Rewrite every line of the records below as a JSON list of strings, one string per line, leaving out any blank lines.

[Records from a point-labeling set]
━━━━━━━━
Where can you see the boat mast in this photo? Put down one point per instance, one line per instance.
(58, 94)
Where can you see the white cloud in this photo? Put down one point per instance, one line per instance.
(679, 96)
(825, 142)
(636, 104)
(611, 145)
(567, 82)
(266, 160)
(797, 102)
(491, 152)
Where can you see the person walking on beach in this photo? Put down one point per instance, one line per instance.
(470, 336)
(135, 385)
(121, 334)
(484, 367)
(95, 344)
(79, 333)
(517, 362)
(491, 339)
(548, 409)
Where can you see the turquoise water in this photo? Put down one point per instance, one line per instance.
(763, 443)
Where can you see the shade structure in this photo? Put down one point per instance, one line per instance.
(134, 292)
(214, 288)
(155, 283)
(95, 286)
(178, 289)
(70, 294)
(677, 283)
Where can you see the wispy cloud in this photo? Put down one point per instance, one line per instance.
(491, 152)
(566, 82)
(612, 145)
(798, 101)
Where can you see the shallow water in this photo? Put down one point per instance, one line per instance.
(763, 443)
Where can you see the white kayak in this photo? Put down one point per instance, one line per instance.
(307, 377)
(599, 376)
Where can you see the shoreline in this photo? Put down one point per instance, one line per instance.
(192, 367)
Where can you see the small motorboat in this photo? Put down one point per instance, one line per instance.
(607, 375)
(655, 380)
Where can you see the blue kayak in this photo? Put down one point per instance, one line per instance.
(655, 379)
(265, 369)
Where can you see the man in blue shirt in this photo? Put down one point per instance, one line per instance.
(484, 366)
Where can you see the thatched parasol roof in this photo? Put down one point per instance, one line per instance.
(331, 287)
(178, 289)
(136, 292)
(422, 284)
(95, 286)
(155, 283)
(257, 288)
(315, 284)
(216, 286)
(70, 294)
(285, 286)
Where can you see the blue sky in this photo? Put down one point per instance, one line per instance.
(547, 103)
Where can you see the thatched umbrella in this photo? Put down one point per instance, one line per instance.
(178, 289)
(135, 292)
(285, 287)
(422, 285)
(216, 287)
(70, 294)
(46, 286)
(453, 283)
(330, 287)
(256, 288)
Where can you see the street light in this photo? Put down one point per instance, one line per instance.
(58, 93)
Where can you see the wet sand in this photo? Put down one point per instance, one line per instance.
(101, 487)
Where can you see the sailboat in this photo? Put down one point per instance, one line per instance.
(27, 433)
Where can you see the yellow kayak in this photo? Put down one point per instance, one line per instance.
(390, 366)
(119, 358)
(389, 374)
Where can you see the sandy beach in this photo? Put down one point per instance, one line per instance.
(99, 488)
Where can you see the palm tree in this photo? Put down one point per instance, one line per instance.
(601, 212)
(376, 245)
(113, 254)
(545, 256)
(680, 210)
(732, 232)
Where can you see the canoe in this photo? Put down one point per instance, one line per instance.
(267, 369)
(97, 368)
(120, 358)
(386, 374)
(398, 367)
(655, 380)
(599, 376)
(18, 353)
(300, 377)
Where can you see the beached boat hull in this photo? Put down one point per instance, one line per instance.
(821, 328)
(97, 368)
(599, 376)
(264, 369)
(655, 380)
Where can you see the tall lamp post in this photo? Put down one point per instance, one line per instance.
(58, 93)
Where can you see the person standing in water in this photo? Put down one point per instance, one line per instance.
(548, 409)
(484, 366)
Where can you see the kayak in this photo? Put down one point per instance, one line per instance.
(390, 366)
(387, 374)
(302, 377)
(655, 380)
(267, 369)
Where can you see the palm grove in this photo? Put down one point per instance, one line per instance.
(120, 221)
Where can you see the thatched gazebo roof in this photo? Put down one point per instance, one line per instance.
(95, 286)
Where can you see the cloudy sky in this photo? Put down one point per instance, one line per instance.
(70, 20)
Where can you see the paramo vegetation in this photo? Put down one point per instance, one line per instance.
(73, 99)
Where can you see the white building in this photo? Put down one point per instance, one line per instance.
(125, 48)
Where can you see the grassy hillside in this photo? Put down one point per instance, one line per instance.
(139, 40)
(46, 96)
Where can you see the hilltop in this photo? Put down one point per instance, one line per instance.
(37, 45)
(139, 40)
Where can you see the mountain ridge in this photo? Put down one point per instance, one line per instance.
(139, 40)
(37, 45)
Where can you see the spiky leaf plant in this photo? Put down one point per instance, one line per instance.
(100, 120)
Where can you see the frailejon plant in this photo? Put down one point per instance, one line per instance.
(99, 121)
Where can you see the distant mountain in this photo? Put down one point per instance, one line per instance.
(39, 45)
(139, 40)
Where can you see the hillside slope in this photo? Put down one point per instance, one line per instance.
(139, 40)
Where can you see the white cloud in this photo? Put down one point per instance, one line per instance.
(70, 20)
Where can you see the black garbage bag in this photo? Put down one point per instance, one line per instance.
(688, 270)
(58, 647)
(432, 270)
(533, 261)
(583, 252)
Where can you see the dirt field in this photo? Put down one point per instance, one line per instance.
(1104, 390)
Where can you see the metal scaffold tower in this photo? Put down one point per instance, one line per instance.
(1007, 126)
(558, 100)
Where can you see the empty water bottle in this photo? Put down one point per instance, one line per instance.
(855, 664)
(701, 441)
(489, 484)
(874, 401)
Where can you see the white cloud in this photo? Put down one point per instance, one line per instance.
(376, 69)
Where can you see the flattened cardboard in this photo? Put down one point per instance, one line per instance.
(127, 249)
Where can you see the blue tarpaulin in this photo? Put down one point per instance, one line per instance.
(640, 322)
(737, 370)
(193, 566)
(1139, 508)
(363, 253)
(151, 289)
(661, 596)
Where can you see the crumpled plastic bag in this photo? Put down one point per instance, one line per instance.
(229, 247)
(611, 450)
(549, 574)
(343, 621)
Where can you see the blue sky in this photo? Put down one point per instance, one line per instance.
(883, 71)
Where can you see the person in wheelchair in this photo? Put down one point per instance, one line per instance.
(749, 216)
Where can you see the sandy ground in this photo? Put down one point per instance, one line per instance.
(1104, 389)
━━━━━━━━
* **THE ANSWER**
[
  "Where can you see the boat mast in this photo? Put down one point per instance, one line per instance.",
  "(58, 94)",
  "Where can you see the white cloud in this photo? Put down one point per instance, one line per instance.",
  "(679, 96)",
  "(825, 142)",
  "(636, 104)",
  "(611, 145)",
  "(567, 82)",
  "(266, 160)",
  "(797, 102)",
  "(491, 152)",
  "Where can you see the person walking on beach in this photo? Put down one point per instance, one line per instance.",
  "(470, 336)",
  "(135, 385)",
  "(121, 334)",
  "(484, 367)",
  "(95, 344)",
  "(79, 333)",
  "(517, 362)",
  "(491, 339)",
  "(548, 409)",
  "Where can you see the turquoise water in this photo? Put down one point per instance, one line per instance.",
  "(763, 443)",
  "Where can you see the shade structure in this photo? Put down one point per instance, one line per instance.",
  "(134, 292)",
  "(214, 288)",
  "(155, 283)",
  "(95, 286)",
  "(178, 289)",
  "(70, 294)",
  "(677, 283)",
  "Where can you see the wispy cloud in this photo? Put down one point per instance, one line per instance.",
  "(491, 152)",
  "(566, 82)",
  "(612, 145)",
  "(798, 101)",
  "Where can you see the shallow water in this photo? Put down one point per instance, one line per instance.",
  "(763, 443)",
  "Where can you see the white kayak in this photo? Put down one point per instance, one line per instance.",
  "(307, 377)",
  "(599, 376)",
  "Where can you see the shoreline in this photo? Put down one point per instance, one line per instance.",
  "(192, 367)",
  "Where can you see the small motorboat in this photo? Put down one point per instance, one line per instance.",
  "(607, 375)",
  "(655, 380)",
  "Where can you see the blue kayak in this photo? Put down one point per instance, one line per instance.",
  "(655, 379)",
  "(265, 369)",
  "Where can you see the man in blue shirt in this photo? Put down one point per instance, one line per instance.",
  "(484, 366)",
  "Where can you see the thatched parasol roof in this photo? Put down one point per instance, one line per instance.",
  "(331, 287)",
  "(178, 289)",
  "(136, 292)",
  "(422, 284)",
  "(95, 286)",
  "(155, 283)",
  "(257, 288)",
  "(315, 284)",
  "(216, 286)",
  "(70, 294)",
  "(285, 286)",
  "Where can you see the blue sky in this photo? Put down one point per instance, one line per instance.",
  "(547, 103)",
  "Where can you see the thatched umbrella in this photo? Put down one point per instance, one line per instance.",
  "(178, 289)",
  "(135, 292)",
  "(285, 287)",
  "(422, 285)",
  "(216, 287)",
  "(70, 294)",
  "(46, 286)",
  "(453, 283)",
  "(330, 287)",
  "(256, 288)",
  "Where can you see the street light in this photo? Put down one point per instance, one line per instance.",
  "(58, 93)",
  "Where can you see the wet sand in this photo? Put down one point per instance, one line per instance.",
  "(101, 487)",
  "Where can you see the sailboat in this photo? Put down one point per instance, one line per instance.",
  "(27, 433)",
  "Where can you see the yellow kayak in this photo? Put down one point per instance, one line per instance.",
  "(390, 366)",
  "(119, 358)",
  "(389, 374)",
  "Where can you see the sandy beach in this photo? Put down one point per instance, one line per instance.",
  "(99, 488)",
  "Where can you see the palm tree in this photo? Put down one point per instance, one line per instance.",
  "(601, 212)",
  "(376, 245)",
  "(113, 254)",
  "(545, 256)",
  "(680, 210)",
  "(732, 232)",
  "Where can you see the canoe in this photo? Put down one point per instance, one line per instance.",
  "(267, 369)",
  "(97, 368)",
  "(120, 358)",
  "(386, 374)",
  "(398, 367)",
  "(655, 380)",
  "(599, 376)",
  "(18, 353)",
  "(300, 377)",
  "Where can you see the beached boat hull in this photo? Put down one point per instance, one line per instance.",
  "(821, 328)",
  "(97, 368)",
  "(599, 376)",
  "(264, 369)",
  "(655, 380)",
  "Where can you see the tall lamp post in this photo? Put down one point per instance, one line per instance.",
  "(58, 93)",
  "Where can you see the person standing in water in this photo? Put down one point per instance, one line per instance.",
  "(548, 409)",
  "(484, 366)",
  "Where can you see the kayak in this photo? Put down one point per instance, one line per instance.",
  "(390, 366)",
  "(387, 374)",
  "(302, 377)",
  "(655, 380)",
  "(267, 369)",
  "Where can you see the palm grove in this photo? Put down one point per instance, one line per instance.",
  "(120, 221)",
  "Where can you see the thatched gazebo roof in this photo? Put down one point per instance, one line per instance.",
  "(95, 286)",
  "Where can you see the cloudy sky in this photo? Put down one point per instance, one line per instance.",
  "(70, 20)",
  "Where can you see the paramo vegetation in this photo? Put down one point per instance, one line per instance.",
  "(73, 99)",
  "Where can you see the white building in this photo? Put down one point per instance, one line per instance.",
  "(125, 48)",
  "Where can you see the grassy hillside in this photo? Put down one point per instance, one line per instance.",
  "(139, 40)",
  "(46, 96)",
  "Where can you see the hilltop in this photo? Put down one point per instance, one line per instance.",
  "(37, 45)",
  "(139, 40)",
  "Where can you see the mountain ridge in this photo? Put down one point per instance, one line per instance.",
  "(139, 40)",
  "(37, 45)",
  "Where can you see the spiky leaf plant in this photo? Put down one point per instance, one line per instance.",
  "(100, 120)",
  "Where can you see the frailejon plant in this photo? Put down one point per instance, one line per instance.",
  "(99, 121)",
  "Where can you see the distant mountain in this photo? Put down one point per instance, one line per instance.",
  "(39, 45)",
  "(139, 40)",
  "Where can you see the hillside slope in this photo? Put down one point per instance, one line per instance.",
  "(139, 40)",
  "Where can you see the white cloud in this photo? Put down one point per instance, one line per instance.",
  "(70, 20)",
  "Where can you see the black garbage bag in this photo? Put down one point per instance, one line per instance.",
  "(688, 270)",
  "(58, 647)",
  "(432, 270)",
  "(533, 261)",
  "(583, 252)",
  "Where can you see the dirt field in this photo? Put down one point per instance, one line per instance.",
  "(1104, 390)",
  "Where can you see the metal scaffold tower in this photo? Put down one point per instance, one line per instance.",
  "(1007, 126)",
  "(558, 100)",
  "Where can you see the empty water bottle in this photo? Put down one point per instance, one line per instance.",
  "(855, 664)",
  "(701, 441)",
  "(489, 484)",
  "(874, 401)",
  "Where can you see the white cloud in this photo? Put down one point per instance, one line per instance.",
  "(376, 69)",
  "Where can you see the flattened cardboard in this photo? Put down one point per instance, one line per instance.",
  "(127, 249)",
  "Where can you see the blue tarpaulin in this photo? Put down one point per instance, one line per instance.",
  "(640, 322)",
  "(737, 370)",
  "(193, 566)",
  "(1139, 508)",
  "(363, 253)",
  "(151, 289)",
  "(661, 596)",
  "Where can you see the crumpled plastic bag in this photo? Put down one point per instance, one line per instance.",
  "(229, 247)",
  "(611, 450)",
  "(549, 574)",
  "(343, 621)",
  "Where can you see the blue sky in this photo? Put down one point per instance, one line per instance.",
  "(883, 71)",
  "Where can you see the person in wheelchair in this photo? Put down one point per instance, one line per instance.",
  "(749, 216)",
  "Where can you see the sandy ground in this photo? Put down one point per instance, one line per instance.",
  "(1104, 389)"
]